Problem =
Please render the lines of the listing as a numbered list, leaving out blank lines, starting at the line that contains "The answer to" and ending at the line that contains "178L0 176L6 440L83", both included.

═════ Input data

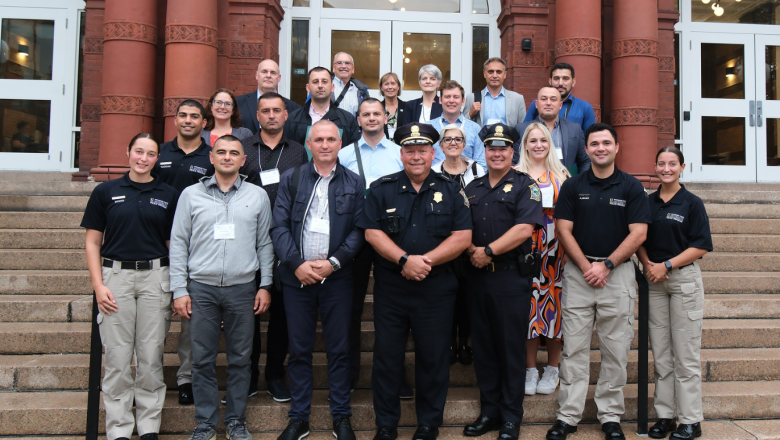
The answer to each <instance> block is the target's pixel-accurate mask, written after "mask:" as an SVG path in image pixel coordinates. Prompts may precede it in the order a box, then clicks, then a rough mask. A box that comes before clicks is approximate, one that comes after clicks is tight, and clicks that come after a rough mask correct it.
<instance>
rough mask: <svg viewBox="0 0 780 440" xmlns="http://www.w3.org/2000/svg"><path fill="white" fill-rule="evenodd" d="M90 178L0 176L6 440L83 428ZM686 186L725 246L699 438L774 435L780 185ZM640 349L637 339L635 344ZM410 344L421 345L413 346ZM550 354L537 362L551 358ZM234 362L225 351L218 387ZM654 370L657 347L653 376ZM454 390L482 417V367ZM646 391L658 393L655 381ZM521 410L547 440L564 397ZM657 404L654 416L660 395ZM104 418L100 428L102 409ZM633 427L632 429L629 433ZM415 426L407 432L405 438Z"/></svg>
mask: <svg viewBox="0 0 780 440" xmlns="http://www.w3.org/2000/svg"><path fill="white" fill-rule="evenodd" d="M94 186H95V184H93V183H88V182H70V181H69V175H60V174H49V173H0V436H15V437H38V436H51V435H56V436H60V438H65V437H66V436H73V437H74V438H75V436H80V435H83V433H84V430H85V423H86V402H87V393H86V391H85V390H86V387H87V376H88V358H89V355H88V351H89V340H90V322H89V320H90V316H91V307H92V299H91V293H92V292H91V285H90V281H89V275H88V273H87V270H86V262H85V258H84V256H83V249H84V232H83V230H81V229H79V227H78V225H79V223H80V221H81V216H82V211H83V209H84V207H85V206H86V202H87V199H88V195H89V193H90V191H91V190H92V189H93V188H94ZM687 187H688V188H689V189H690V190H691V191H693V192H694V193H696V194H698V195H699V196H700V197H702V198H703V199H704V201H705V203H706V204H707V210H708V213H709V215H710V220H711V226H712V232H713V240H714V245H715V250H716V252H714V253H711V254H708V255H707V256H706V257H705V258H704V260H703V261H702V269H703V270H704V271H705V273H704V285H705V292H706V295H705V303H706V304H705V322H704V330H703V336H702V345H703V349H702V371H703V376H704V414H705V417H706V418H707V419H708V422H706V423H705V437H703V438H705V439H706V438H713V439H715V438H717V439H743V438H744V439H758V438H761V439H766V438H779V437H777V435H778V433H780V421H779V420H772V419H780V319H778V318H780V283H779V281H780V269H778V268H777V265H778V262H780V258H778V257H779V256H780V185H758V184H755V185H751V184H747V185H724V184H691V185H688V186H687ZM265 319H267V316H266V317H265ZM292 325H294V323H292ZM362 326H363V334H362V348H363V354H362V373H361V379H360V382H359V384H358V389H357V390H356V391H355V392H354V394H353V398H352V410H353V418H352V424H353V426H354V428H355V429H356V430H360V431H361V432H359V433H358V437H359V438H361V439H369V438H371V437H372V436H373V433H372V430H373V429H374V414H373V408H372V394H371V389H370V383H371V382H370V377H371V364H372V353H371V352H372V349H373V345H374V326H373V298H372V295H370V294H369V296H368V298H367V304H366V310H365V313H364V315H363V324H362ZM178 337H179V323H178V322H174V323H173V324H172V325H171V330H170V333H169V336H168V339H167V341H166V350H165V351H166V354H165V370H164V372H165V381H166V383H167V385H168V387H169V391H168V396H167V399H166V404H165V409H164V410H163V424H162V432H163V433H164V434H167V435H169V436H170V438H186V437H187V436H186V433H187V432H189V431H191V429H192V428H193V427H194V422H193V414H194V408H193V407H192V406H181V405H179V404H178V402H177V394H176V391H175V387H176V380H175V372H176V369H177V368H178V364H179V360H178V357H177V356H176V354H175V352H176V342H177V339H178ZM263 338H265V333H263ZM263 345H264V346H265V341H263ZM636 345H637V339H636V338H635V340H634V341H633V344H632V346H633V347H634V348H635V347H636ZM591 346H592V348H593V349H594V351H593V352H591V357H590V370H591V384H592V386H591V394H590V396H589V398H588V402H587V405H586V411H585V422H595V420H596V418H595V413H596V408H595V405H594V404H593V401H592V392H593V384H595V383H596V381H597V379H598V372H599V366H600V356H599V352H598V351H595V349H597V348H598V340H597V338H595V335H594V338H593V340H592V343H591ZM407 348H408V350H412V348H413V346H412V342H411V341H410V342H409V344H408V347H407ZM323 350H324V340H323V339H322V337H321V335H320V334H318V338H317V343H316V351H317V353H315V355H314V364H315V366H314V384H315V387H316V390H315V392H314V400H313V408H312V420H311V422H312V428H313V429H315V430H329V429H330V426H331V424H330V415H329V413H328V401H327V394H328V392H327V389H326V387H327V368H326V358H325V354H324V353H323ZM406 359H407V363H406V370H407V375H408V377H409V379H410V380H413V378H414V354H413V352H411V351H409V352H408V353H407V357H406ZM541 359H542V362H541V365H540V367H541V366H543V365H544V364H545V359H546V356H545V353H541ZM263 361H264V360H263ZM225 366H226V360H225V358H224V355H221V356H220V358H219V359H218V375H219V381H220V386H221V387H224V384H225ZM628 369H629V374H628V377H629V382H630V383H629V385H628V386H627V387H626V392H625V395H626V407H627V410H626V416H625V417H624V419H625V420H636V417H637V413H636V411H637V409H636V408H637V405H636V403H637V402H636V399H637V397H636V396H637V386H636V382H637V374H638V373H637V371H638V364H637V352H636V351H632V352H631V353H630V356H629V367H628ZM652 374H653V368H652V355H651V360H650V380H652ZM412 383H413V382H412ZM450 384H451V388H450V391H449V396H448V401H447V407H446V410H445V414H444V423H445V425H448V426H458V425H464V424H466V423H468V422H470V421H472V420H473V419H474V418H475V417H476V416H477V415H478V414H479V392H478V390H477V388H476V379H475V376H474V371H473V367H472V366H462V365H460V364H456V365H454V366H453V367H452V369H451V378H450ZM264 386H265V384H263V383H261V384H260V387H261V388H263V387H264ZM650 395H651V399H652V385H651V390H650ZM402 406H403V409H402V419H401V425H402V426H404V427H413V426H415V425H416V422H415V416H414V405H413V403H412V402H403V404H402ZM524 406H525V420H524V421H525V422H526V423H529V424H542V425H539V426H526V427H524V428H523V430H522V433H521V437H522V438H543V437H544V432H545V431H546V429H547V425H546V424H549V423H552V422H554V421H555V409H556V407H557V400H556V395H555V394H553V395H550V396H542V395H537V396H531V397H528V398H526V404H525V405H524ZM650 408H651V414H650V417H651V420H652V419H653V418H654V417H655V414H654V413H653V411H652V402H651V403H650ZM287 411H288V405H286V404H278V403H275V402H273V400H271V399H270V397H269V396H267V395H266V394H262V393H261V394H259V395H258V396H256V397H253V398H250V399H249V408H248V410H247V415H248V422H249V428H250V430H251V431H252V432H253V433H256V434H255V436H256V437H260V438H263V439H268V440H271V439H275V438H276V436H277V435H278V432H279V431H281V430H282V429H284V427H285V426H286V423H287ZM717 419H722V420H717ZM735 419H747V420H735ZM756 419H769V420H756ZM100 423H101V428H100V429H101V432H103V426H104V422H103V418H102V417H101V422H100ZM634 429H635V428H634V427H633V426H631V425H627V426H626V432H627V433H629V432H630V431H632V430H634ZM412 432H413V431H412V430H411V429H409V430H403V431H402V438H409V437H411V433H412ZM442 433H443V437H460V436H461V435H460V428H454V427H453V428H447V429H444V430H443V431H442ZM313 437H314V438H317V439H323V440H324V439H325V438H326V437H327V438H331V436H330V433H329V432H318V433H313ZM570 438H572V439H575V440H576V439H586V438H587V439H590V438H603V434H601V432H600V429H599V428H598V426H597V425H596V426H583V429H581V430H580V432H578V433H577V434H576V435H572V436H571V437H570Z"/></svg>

══════════
═════ Input data

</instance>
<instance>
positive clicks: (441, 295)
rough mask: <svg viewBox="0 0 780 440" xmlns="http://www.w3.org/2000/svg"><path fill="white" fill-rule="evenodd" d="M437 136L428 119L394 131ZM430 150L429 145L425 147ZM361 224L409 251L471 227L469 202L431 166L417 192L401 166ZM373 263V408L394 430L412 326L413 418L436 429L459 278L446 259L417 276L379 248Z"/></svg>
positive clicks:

══════════

Expected answer =
1. The answer to each <instance> block is the target's pixel-accurate mask, written after "mask:" as an SVG path in image pixel coordinates. Prompts may precede it in the order a box, then clicks, then a rough mask. A box that comes before clicks is approximate, one that comes after clicks is tight, and clicks that come after a rough mask correct it.
2. <instance>
3. rough mask: <svg viewBox="0 0 780 440" xmlns="http://www.w3.org/2000/svg"><path fill="white" fill-rule="evenodd" d="M90 178L0 176L6 440L83 428ZM686 186L725 246L699 438L774 435L780 185ZM640 349L637 339L635 344ZM410 344L421 345L413 346ZM550 354L537 362L551 358ZM234 362L225 351L218 387ZM654 370L657 347L653 376ZM454 390L482 417V367ZM646 391L658 393L655 381ZM521 410L547 440L564 397ZM657 404L654 416L660 395ZM104 418L100 428L102 409ZM633 427L632 429L629 433ZM415 426L407 432L405 438Z"/></svg>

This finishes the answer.